*Problem description:*
A faithful copy without images is required: write out all the records exactly.

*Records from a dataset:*
|---|

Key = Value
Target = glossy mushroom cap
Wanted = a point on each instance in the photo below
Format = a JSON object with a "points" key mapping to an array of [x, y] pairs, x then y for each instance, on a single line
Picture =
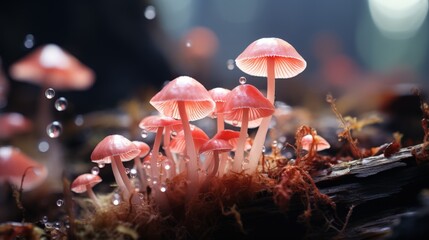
{"points": [[213, 144], [114, 145], [246, 96], [14, 164], [144, 148], [320, 143], [153, 122], [185, 89], [178, 144], [288, 62], [51, 66], [79, 185]]}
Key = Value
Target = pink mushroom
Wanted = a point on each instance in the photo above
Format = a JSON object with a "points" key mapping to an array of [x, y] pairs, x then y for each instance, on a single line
{"points": [[245, 103], [17, 168], [272, 58], [186, 99], [115, 149], [84, 183], [159, 124]]}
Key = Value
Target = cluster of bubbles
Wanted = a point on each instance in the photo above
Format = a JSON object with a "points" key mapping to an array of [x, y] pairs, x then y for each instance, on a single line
{"points": [[55, 128]]}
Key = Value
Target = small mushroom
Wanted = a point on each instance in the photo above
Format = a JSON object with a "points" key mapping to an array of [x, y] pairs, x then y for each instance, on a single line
{"points": [[245, 103], [115, 149], [186, 99], [84, 183]]}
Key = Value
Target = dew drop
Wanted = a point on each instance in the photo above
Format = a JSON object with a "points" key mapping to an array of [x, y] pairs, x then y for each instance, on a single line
{"points": [[133, 173], [95, 171], [54, 129], [149, 12], [116, 199], [60, 202], [144, 134], [29, 41], [230, 64], [49, 93], [242, 80], [61, 104], [43, 146], [79, 120]]}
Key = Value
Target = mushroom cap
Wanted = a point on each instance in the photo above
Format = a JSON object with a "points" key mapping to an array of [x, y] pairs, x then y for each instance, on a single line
{"points": [[214, 144], [114, 146], [288, 62], [321, 143], [13, 123], [14, 164], [198, 102], [178, 143], [49, 65], [219, 96], [79, 185], [246, 96], [153, 122], [144, 148]]}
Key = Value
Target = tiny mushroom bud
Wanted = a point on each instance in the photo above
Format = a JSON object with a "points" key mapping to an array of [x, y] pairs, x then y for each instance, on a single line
{"points": [[115, 149], [84, 183]]}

|---|

*Answer to the problem:*
Key = Value
Target = glossy mushroom cap
Wanted = a point on each instance in the photo below
Format = a JSON object with a "points" key mapping to an array of [x, y] pairs, x then y for each instance, on a single line
Picture =
{"points": [[213, 144], [114, 145], [246, 96], [14, 164], [144, 148], [320, 143], [153, 122], [185, 89], [178, 144], [288, 62], [51, 66], [79, 185]]}
Key = Value
Target = pink mushroom
Wanted = a point on each instance in the photo above
Format = a JSON object with a "points" key mapping to an array of [x, y] pairs, x then y for each instance, on a single line
{"points": [[245, 103], [17, 168], [272, 58], [186, 99], [115, 149], [84, 183], [159, 124]]}
Key = Value
Target = cluster of bubbles
Wanted = a point on each instance in the photo above
Format = a JSON object with a "points" key mapping to an array of [x, y] pairs, x then y for each instance, on a single line
{"points": [[55, 128]]}
Key = Value
Target = small mushroom
Wanted = a point on each instance in the photo above
Format = a JSON object with a "points" key mapping to an array of [x, y] pairs, x then y for each instance, on a single line
{"points": [[245, 103], [115, 149], [186, 99], [84, 183]]}
Key = Value
Target = dew drop
Wanted = a point on each instance in the photo above
Format = a JSON object with a "points" key mapping to an array of [x, y] pairs, x then y for each instance, on a single line
{"points": [[133, 173], [95, 171], [54, 129], [149, 12], [116, 199], [60, 202], [144, 134], [29, 41], [230, 64], [49, 93], [242, 80], [61, 104], [43, 146], [79, 120]]}
Key = Value
Target = mushroom cap
Wanted = a point on each instance in the photo above
Format = a JSON object with a "points" key mapping to an array of [x, y] pairs, x then y for each instance, on a single line
{"points": [[214, 144], [114, 146], [288, 62], [321, 143], [13, 123], [14, 164], [198, 102], [178, 143], [49, 65], [219, 96], [79, 185], [246, 96], [153, 122], [144, 148]]}
Key = Value
Target = tiny mushroom bud
Wanted = a point on each instance in the photo above
Format = a JSON object with a "points" key mapping to an array of [x, y] pairs, x then y for each instance, on a single line
{"points": [[115, 149], [84, 183]]}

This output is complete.